** Opening Dataset entries block **

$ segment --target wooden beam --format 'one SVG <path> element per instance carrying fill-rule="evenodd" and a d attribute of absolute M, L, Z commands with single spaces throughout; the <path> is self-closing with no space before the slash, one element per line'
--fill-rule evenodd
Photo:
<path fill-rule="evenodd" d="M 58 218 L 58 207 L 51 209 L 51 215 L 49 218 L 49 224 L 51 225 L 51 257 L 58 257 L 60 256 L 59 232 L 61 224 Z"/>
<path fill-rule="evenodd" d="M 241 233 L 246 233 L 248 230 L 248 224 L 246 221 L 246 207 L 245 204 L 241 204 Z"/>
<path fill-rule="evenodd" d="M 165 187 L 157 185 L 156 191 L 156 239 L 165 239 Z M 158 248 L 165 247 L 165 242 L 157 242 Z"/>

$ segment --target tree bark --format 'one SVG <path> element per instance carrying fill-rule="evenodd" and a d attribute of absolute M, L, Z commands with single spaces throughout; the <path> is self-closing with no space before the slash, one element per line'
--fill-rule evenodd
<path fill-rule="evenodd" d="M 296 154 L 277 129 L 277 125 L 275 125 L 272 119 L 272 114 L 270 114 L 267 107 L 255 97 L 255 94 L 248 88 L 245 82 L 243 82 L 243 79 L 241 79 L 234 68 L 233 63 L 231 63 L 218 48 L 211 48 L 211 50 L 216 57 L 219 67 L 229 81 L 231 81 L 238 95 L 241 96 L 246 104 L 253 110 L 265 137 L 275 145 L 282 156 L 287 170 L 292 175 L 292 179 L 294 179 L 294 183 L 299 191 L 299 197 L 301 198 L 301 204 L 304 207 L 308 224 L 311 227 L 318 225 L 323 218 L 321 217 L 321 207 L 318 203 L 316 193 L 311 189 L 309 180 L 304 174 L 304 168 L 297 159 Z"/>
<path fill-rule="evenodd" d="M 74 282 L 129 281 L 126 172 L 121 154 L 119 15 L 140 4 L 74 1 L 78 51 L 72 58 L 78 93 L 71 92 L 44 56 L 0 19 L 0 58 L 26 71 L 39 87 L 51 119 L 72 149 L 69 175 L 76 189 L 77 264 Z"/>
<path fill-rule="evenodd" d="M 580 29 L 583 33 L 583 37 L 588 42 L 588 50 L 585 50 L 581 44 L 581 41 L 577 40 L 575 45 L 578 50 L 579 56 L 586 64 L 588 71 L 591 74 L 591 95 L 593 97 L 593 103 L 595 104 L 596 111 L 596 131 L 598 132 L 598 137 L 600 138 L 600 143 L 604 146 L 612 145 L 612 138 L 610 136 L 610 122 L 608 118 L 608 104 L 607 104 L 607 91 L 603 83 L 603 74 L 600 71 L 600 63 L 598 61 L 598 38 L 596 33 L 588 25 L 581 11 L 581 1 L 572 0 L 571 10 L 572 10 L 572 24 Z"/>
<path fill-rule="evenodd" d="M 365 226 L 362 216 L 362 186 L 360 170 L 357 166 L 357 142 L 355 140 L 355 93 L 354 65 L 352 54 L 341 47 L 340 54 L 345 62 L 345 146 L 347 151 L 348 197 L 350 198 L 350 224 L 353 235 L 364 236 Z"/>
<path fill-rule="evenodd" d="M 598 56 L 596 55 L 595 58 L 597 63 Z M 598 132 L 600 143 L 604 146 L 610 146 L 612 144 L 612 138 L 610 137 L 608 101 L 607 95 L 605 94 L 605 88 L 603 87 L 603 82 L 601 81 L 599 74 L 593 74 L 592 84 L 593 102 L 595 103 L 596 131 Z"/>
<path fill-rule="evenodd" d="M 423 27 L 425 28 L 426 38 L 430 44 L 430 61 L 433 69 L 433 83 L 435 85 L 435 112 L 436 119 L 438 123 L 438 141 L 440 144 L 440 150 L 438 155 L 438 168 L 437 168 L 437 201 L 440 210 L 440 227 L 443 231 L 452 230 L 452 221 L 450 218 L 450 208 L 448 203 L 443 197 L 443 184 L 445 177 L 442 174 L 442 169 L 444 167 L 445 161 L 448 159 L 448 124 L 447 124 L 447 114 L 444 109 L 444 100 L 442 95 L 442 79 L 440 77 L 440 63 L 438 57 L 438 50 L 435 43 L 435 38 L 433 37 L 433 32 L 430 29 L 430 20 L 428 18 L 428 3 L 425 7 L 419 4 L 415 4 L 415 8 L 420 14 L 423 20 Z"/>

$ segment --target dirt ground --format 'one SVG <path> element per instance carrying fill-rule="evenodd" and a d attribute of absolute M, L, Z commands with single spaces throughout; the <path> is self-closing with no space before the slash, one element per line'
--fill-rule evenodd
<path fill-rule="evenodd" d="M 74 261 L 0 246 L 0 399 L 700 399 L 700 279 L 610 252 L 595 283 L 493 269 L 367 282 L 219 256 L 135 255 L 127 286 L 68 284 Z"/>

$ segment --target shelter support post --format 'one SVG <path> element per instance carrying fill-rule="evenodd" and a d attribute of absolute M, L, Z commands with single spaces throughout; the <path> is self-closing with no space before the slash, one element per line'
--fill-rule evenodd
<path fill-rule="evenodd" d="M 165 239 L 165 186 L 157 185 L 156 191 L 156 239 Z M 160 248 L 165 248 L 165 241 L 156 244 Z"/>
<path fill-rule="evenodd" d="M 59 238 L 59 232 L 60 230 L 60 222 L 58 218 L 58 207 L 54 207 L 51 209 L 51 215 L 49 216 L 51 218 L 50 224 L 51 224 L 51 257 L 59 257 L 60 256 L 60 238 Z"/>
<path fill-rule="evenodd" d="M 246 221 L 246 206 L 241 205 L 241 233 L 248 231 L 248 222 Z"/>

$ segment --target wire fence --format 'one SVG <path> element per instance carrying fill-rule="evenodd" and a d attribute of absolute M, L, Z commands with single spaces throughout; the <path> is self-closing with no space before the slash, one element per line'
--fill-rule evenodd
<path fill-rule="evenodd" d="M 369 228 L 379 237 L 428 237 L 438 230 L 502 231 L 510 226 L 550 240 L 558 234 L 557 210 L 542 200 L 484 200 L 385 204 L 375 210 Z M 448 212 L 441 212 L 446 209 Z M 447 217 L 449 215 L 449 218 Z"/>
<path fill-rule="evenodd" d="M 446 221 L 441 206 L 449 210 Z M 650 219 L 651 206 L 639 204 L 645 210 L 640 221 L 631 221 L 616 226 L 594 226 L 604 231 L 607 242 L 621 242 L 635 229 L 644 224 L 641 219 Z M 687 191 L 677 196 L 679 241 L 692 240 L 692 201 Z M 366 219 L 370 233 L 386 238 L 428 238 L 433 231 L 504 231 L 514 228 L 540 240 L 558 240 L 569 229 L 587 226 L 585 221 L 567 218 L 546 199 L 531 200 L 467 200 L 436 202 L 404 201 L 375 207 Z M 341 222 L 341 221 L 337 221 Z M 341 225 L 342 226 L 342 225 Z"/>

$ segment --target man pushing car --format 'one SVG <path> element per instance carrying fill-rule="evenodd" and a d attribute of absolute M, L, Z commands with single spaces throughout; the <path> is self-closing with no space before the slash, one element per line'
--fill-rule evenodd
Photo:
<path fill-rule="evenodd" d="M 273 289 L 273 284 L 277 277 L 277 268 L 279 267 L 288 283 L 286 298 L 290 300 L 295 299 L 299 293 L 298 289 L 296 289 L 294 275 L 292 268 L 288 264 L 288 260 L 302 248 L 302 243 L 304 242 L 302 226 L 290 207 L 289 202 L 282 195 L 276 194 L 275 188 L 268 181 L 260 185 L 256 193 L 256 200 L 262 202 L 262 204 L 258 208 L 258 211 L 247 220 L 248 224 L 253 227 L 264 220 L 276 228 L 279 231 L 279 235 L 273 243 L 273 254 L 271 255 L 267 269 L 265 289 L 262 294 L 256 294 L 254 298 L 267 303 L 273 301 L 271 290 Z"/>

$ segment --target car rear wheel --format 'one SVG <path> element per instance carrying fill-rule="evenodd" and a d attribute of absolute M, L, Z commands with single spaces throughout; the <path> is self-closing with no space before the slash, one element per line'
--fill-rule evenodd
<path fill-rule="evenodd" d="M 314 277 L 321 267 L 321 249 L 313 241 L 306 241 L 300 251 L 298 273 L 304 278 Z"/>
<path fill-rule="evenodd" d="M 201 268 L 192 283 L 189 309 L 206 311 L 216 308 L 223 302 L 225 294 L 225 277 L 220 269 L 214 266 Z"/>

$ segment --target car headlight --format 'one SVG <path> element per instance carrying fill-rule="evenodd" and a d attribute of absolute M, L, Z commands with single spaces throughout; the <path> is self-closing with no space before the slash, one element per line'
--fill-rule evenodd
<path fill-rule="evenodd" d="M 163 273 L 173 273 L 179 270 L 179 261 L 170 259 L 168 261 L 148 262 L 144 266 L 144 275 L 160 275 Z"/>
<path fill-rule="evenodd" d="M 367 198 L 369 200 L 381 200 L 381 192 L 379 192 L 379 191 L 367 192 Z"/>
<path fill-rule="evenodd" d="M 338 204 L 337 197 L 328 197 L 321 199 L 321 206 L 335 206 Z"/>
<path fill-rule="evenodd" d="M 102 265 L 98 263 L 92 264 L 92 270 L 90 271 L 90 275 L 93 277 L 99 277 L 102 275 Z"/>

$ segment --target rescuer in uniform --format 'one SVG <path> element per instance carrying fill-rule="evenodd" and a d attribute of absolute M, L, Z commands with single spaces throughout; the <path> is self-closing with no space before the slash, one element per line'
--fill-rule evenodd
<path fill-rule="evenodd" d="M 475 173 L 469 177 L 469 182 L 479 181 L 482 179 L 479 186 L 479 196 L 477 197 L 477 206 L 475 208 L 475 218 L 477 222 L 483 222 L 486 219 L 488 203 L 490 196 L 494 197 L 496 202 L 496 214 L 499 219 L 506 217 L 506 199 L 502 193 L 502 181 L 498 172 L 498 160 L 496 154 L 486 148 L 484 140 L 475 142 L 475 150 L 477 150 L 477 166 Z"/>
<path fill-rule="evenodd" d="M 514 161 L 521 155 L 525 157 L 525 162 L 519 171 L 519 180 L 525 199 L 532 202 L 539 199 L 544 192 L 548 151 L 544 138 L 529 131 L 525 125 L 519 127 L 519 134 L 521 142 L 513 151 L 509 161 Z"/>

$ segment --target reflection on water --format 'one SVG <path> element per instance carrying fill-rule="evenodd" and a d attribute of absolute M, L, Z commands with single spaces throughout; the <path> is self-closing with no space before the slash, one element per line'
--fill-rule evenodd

** Closing Dataset entries block **

What to do: Set down precisely the lines above between the line holding "--target car headlight" and the line holding "segment --target rescuer", inclusive, and nothing beyond them.

Answer area:
$ segment --target car headlight --format 'one SVG <path> element per instance carrying fill-rule="evenodd" and a d attribute of absolute M, L, Z commands with single spaces throughout; the <path> is self-closing with no space before the slash, one element per line'
--fill-rule evenodd
<path fill-rule="evenodd" d="M 163 273 L 173 273 L 179 270 L 179 261 L 170 259 L 168 261 L 148 262 L 144 266 L 144 275 L 160 275 Z"/>
<path fill-rule="evenodd" d="M 367 198 L 369 200 L 381 200 L 381 192 L 379 192 L 379 191 L 367 192 Z"/>
<path fill-rule="evenodd" d="M 338 204 L 337 197 L 328 197 L 321 199 L 321 206 L 335 206 Z"/>
<path fill-rule="evenodd" d="M 102 265 L 98 263 L 92 264 L 92 270 L 90 271 L 90 275 L 93 277 L 99 277 L 102 275 Z"/>

$ segment --target rescuer in uniform --format 'one SVG <path> element per instance carrying fill-rule="evenodd" and a d attribute of absolute M, L, Z commands with single spaces throughout; the <path> is self-closing with no space before the slash, one element per line'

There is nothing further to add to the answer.